— Start —

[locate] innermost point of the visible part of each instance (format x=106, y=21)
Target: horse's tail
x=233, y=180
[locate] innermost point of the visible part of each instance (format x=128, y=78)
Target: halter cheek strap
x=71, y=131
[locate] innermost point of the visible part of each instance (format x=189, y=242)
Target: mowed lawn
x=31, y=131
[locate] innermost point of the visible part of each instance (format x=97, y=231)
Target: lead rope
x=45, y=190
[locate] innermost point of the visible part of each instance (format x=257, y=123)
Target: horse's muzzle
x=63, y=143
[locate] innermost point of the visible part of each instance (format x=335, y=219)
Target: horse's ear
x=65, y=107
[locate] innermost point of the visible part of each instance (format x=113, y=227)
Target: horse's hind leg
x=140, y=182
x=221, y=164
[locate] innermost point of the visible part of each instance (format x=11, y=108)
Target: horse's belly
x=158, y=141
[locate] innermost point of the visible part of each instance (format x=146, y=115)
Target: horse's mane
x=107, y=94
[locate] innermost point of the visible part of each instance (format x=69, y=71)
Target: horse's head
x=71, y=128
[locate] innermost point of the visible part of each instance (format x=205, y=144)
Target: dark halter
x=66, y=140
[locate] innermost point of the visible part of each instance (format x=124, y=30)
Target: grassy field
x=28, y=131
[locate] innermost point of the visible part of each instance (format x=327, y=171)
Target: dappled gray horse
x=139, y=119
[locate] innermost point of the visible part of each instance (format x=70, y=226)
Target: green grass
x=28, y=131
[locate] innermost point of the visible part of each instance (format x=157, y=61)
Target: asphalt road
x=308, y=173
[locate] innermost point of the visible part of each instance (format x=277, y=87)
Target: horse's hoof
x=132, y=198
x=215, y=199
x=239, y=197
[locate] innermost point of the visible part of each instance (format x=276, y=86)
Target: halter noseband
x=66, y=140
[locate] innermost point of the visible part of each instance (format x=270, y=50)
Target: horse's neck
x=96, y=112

— End —

Rescale everything from the line containing "(format x=113, y=227)" down to the line containing "x=107, y=94", both included. Reproduce every line of that span, requests too, with each x and y point coordinate in the answers multiplied by 2.05 and rounded to a whole number (halves round up), leaving the requests and their format samples unchanged.

- **Answer to this exercise**:
[locate] innermost point of the visible part of each instance (format x=113, y=227)
Target: horse's hind leg
x=287, y=373
x=453, y=336
[locate] innermost point of the visible part of each instance (format x=11, y=108)
Target: horse's belly
x=324, y=289
[locate] innermost point of the visible part of each instance (format x=146, y=115)
Target: horse's mane
x=219, y=193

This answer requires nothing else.